Problem: Please rewrite the material as a numbered list, starting with the line that contains "like x=123, y=595." and going on through the line that contains "x=778, y=486". Leave out any blank lines.

Dataset rows:
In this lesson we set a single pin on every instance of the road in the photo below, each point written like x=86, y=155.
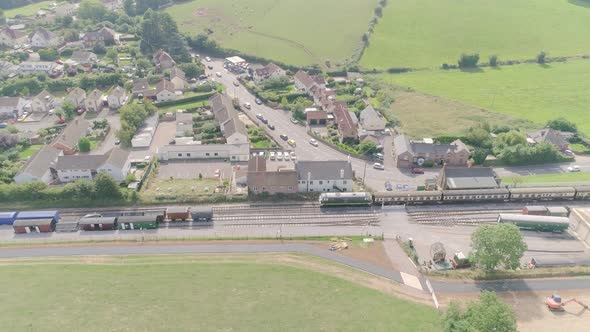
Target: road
x=305, y=151
x=445, y=287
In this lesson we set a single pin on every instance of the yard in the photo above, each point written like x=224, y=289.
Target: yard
x=427, y=33
x=528, y=91
x=202, y=292
x=298, y=32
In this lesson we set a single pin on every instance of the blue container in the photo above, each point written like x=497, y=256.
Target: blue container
x=38, y=215
x=7, y=218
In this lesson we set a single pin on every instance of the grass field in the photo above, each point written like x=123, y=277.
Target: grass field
x=298, y=32
x=28, y=10
x=196, y=293
x=548, y=178
x=529, y=91
x=427, y=33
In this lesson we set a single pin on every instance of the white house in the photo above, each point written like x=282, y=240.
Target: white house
x=115, y=162
x=270, y=71
x=45, y=38
x=40, y=166
x=43, y=102
x=324, y=176
x=117, y=97
x=11, y=107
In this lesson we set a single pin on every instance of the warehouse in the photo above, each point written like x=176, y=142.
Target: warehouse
x=138, y=222
x=98, y=224
x=7, y=218
x=22, y=226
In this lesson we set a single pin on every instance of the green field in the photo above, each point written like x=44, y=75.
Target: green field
x=427, y=33
x=529, y=91
x=28, y=10
x=195, y=293
x=298, y=32
x=548, y=178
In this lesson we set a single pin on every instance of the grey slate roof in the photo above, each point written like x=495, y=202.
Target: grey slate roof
x=324, y=170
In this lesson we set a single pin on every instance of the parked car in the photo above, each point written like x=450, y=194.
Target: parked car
x=574, y=168
x=378, y=166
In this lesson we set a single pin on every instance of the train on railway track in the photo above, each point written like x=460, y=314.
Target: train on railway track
x=522, y=194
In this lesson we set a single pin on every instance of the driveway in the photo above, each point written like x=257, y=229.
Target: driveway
x=305, y=151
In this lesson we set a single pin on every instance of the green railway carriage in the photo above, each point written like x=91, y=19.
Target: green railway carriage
x=535, y=223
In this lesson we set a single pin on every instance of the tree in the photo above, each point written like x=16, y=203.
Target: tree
x=106, y=187
x=497, y=245
x=84, y=144
x=92, y=10
x=367, y=147
x=541, y=57
x=468, y=60
x=562, y=124
x=488, y=313
x=493, y=60
x=69, y=110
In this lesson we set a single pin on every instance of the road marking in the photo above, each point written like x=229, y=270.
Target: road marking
x=411, y=280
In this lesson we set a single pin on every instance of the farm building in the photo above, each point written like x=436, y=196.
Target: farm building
x=137, y=222
x=7, y=218
x=40, y=225
x=98, y=224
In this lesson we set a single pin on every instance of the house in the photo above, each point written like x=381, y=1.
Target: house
x=76, y=96
x=165, y=91
x=45, y=38
x=11, y=107
x=68, y=140
x=324, y=176
x=115, y=162
x=94, y=101
x=347, y=127
x=10, y=37
x=466, y=178
x=270, y=71
x=371, y=120
x=43, y=102
x=106, y=35
x=555, y=137
x=82, y=58
x=163, y=60
x=40, y=166
x=117, y=97
x=184, y=124
x=178, y=79
x=408, y=153
x=259, y=179
x=231, y=126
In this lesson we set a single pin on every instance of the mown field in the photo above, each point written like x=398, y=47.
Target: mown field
x=298, y=32
x=188, y=293
x=529, y=91
x=427, y=33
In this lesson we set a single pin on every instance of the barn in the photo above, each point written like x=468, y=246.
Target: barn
x=98, y=223
x=41, y=225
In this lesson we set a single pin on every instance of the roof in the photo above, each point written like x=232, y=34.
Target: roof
x=73, y=132
x=371, y=119
x=469, y=177
x=324, y=170
x=40, y=162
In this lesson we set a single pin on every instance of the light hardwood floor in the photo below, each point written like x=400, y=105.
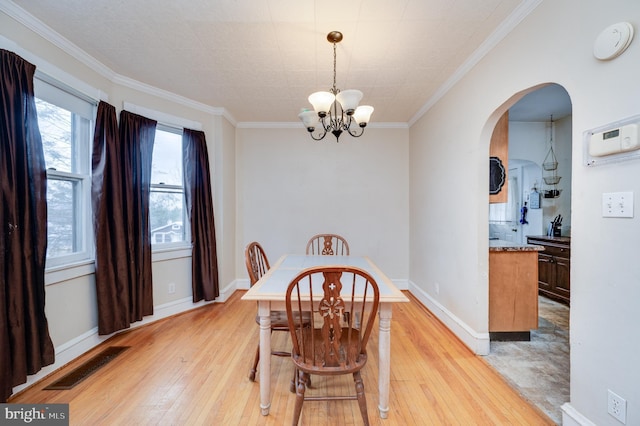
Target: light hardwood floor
x=191, y=369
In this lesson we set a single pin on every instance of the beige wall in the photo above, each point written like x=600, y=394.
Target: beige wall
x=70, y=294
x=291, y=187
x=448, y=163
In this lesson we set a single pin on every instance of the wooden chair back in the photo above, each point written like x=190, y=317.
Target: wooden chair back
x=256, y=261
x=328, y=244
x=343, y=302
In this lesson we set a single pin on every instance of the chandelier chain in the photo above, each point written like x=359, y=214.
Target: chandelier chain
x=335, y=89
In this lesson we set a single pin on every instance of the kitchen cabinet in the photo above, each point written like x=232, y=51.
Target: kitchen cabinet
x=513, y=290
x=554, y=267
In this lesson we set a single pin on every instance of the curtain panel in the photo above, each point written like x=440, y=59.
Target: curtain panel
x=121, y=168
x=199, y=201
x=25, y=343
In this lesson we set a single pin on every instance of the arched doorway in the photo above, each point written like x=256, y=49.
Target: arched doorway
x=538, y=368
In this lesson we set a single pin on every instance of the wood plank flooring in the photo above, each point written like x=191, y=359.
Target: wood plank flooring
x=191, y=369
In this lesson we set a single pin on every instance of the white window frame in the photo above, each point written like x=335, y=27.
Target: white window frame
x=157, y=247
x=63, y=96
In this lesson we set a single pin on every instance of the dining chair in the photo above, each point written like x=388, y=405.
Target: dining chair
x=328, y=244
x=333, y=343
x=257, y=265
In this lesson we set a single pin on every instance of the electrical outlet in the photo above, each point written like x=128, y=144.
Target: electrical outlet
x=617, y=204
x=617, y=406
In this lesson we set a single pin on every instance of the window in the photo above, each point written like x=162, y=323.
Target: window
x=65, y=120
x=167, y=213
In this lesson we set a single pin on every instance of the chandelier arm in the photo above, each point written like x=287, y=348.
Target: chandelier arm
x=354, y=133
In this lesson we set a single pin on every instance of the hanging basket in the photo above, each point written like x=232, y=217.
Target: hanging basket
x=552, y=180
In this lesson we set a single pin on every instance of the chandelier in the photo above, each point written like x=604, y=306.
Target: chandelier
x=337, y=111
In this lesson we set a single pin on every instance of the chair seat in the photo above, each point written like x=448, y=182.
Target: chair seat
x=329, y=364
x=279, y=320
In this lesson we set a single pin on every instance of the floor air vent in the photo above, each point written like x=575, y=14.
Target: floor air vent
x=88, y=368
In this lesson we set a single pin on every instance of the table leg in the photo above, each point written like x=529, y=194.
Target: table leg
x=384, y=350
x=264, y=312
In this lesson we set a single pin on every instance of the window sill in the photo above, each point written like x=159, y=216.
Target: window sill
x=169, y=253
x=68, y=272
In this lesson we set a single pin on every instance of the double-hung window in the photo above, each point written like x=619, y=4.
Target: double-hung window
x=167, y=213
x=65, y=120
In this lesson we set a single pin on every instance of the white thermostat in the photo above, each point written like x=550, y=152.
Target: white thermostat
x=614, y=141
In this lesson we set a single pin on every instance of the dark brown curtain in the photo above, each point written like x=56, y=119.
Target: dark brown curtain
x=199, y=200
x=25, y=344
x=121, y=166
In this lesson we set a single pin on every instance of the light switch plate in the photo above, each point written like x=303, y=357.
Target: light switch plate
x=617, y=204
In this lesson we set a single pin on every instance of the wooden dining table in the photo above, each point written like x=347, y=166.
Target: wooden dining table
x=270, y=291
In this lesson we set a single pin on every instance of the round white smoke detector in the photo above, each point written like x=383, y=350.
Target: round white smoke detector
x=613, y=41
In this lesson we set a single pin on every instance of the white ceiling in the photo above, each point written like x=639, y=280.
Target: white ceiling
x=260, y=59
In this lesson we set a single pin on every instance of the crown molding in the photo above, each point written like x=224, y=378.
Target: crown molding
x=46, y=32
x=512, y=21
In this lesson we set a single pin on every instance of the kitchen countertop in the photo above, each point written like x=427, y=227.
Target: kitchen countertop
x=503, y=245
x=564, y=240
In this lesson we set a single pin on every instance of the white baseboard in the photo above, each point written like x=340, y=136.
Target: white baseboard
x=572, y=417
x=74, y=348
x=477, y=342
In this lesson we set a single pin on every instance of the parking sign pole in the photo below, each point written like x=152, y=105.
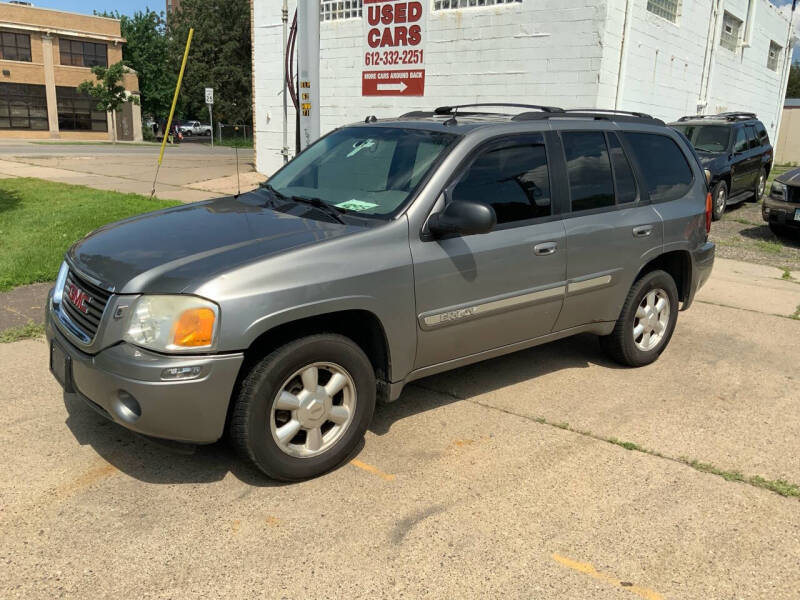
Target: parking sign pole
x=210, y=105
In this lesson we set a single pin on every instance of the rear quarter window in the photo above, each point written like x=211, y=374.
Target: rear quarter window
x=667, y=174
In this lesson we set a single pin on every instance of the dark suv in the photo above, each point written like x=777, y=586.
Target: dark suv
x=735, y=148
x=387, y=251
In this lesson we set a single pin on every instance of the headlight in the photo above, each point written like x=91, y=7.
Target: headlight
x=778, y=190
x=58, y=291
x=173, y=323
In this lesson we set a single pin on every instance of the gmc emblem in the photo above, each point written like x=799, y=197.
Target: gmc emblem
x=78, y=297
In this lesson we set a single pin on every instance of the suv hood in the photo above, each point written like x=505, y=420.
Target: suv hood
x=168, y=250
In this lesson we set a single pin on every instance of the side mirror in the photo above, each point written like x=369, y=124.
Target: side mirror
x=463, y=218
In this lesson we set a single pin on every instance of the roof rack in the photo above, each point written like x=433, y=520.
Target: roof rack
x=610, y=111
x=590, y=113
x=728, y=116
x=453, y=110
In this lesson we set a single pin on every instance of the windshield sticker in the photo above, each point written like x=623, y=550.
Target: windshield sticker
x=356, y=205
x=361, y=145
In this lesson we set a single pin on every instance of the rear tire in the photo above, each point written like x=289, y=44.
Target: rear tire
x=719, y=200
x=284, y=420
x=644, y=329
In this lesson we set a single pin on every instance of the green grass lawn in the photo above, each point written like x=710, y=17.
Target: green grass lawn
x=40, y=220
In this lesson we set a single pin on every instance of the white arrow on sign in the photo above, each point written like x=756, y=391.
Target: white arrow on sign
x=400, y=87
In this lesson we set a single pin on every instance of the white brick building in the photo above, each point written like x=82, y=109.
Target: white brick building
x=665, y=57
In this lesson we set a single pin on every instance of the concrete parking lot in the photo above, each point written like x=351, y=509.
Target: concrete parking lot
x=550, y=473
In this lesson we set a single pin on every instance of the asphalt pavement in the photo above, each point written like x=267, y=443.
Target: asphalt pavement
x=511, y=478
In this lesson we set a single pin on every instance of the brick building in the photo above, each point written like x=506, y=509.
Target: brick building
x=44, y=56
x=665, y=57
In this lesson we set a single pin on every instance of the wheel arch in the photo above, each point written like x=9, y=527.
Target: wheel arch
x=678, y=263
x=362, y=326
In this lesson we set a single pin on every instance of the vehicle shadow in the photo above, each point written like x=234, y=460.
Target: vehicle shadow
x=577, y=352
x=765, y=233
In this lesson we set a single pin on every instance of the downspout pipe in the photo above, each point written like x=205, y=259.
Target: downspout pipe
x=622, y=54
x=787, y=61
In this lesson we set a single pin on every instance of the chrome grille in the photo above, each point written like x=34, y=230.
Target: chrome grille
x=90, y=298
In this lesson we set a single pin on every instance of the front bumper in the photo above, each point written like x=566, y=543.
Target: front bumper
x=778, y=212
x=124, y=383
x=702, y=264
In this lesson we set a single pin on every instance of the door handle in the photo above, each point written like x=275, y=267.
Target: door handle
x=545, y=248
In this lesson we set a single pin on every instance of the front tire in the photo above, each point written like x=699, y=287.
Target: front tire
x=761, y=185
x=302, y=409
x=646, y=323
x=719, y=199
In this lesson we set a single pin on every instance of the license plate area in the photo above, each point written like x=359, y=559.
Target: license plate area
x=61, y=366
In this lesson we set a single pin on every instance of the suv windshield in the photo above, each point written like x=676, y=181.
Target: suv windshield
x=367, y=170
x=707, y=138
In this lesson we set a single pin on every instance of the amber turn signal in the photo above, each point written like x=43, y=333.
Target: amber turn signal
x=194, y=328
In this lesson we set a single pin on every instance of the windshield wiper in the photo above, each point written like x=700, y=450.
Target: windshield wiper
x=330, y=210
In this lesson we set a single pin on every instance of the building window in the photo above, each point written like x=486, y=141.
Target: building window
x=23, y=106
x=774, y=56
x=15, y=46
x=334, y=10
x=78, y=112
x=82, y=54
x=730, y=32
x=453, y=4
x=666, y=9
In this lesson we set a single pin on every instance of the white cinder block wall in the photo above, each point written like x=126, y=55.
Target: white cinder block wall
x=538, y=51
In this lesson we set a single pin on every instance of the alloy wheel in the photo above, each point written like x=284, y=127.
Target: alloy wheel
x=651, y=320
x=313, y=409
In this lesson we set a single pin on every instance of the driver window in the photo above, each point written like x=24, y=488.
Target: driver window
x=512, y=179
x=741, y=140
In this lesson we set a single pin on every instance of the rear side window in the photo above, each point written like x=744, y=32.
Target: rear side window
x=623, y=174
x=741, y=143
x=512, y=179
x=761, y=131
x=589, y=170
x=751, y=137
x=666, y=172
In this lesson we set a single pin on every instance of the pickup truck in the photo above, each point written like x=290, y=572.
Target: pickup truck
x=195, y=128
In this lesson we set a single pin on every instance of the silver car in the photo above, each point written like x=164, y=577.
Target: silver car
x=387, y=251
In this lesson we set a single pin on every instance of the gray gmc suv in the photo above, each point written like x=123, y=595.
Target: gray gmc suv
x=387, y=251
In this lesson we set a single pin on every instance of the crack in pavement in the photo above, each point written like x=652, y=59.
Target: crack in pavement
x=778, y=486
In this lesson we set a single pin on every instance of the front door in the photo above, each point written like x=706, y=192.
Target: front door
x=479, y=292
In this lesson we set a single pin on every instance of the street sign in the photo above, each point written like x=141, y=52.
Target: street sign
x=393, y=61
x=393, y=83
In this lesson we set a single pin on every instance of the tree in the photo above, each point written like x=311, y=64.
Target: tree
x=146, y=51
x=108, y=92
x=220, y=57
x=793, y=88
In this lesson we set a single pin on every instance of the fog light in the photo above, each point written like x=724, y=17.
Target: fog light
x=127, y=407
x=173, y=373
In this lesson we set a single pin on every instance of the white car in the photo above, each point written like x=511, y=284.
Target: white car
x=195, y=128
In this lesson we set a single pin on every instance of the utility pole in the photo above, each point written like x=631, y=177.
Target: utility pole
x=285, y=20
x=308, y=67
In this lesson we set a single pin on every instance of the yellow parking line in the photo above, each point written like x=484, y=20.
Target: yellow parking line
x=588, y=569
x=370, y=469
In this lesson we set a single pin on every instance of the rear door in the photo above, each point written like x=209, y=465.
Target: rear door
x=479, y=292
x=741, y=165
x=612, y=228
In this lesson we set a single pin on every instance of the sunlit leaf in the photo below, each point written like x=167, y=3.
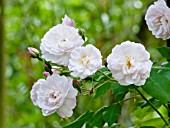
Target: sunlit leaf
x=158, y=86
x=111, y=113
x=78, y=123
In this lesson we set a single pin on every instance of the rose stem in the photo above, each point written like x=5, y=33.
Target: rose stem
x=151, y=105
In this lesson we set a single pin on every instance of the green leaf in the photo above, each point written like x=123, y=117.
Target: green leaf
x=111, y=113
x=119, y=91
x=96, y=120
x=165, y=52
x=147, y=127
x=154, y=101
x=79, y=122
x=158, y=86
x=103, y=89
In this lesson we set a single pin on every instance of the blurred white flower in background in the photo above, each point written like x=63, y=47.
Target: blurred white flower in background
x=129, y=63
x=58, y=42
x=55, y=94
x=158, y=19
x=85, y=61
x=67, y=21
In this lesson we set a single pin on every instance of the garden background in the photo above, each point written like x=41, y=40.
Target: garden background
x=106, y=22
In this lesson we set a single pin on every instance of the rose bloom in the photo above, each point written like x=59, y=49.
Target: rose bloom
x=129, y=63
x=158, y=19
x=58, y=42
x=67, y=21
x=55, y=94
x=84, y=61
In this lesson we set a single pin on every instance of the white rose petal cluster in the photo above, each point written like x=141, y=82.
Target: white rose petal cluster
x=158, y=19
x=130, y=63
x=55, y=94
x=58, y=43
x=85, y=61
x=67, y=21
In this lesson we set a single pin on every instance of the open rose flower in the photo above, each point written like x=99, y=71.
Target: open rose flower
x=158, y=19
x=129, y=63
x=55, y=94
x=84, y=61
x=58, y=42
x=67, y=21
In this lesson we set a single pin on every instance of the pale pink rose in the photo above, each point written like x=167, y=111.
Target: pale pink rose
x=158, y=19
x=130, y=63
x=67, y=21
x=55, y=94
x=85, y=61
x=33, y=52
x=58, y=43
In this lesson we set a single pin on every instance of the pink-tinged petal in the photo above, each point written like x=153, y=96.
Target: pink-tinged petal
x=72, y=93
x=129, y=62
x=85, y=61
x=34, y=91
x=58, y=43
x=67, y=21
x=158, y=19
x=64, y=112
x=56, y=93
x=70, y=103
x=47, y=112
x=46, y=74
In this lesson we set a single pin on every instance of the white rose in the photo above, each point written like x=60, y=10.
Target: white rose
x=84, y=61
x=67, y=21
x=58, y=42
x=55, y=94
x=129, y=63
x=158, y=19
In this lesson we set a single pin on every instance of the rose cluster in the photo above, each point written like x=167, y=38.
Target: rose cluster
x=63, y=45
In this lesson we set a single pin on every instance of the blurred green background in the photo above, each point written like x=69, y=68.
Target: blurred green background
x=107, y=23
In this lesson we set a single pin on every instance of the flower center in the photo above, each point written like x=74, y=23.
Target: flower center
x=55, y=98
x=84, y=60
x=128, y=63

Solution to this task:
1. In this lesson we set a single pin on every instance of the gray gmc suv in the photo above, each point written like x=123, y=595.
2. Target: gray gmc suv
3. x=387, y=251
4. In this lesson we set a single pin on every instance of the crack in pavement in the photo above, each point written like x=652, y=59.
5. Target: crack in pavement
6. x=778, y=486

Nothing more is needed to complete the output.